§ Work instructions: Render as a numbered list, with blank lines omitted, only the part of the entries that opens with the line containing "task: draw the outline of every instance of the ceiling" and runs through the end of the entries.

§ Exercise data:
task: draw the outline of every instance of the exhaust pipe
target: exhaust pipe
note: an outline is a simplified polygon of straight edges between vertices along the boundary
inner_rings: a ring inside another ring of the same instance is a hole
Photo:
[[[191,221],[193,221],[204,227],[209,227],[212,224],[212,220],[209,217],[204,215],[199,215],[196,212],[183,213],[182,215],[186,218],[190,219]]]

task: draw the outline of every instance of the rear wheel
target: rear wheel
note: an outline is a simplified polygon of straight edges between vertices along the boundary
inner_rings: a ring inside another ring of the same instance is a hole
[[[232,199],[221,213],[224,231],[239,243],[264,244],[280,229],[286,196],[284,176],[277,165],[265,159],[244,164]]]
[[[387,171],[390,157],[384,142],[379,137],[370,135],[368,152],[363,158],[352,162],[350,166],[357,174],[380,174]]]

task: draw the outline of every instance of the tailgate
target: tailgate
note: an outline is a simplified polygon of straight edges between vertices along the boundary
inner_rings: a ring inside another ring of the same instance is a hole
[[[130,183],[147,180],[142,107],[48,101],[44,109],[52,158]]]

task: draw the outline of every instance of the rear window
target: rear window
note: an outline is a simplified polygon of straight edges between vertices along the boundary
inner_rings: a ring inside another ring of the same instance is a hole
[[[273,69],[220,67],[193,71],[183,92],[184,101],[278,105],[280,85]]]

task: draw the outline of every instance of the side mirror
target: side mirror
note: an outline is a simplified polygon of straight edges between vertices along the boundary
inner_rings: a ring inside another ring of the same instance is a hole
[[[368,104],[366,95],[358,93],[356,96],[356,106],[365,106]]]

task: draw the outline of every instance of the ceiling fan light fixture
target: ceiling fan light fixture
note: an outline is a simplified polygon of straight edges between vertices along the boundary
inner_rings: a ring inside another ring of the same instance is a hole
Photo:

§ Solution to the problem:
1. task: draw the outline of every instance of the ceiling fan light fixture
2. target: ceiling fan light fixture
3. note: an outline is a simplified polygon of straight edges between vertices along the boundary
4. inner_rings: a ring inside another ring of the same instance is a hole
5. Photo:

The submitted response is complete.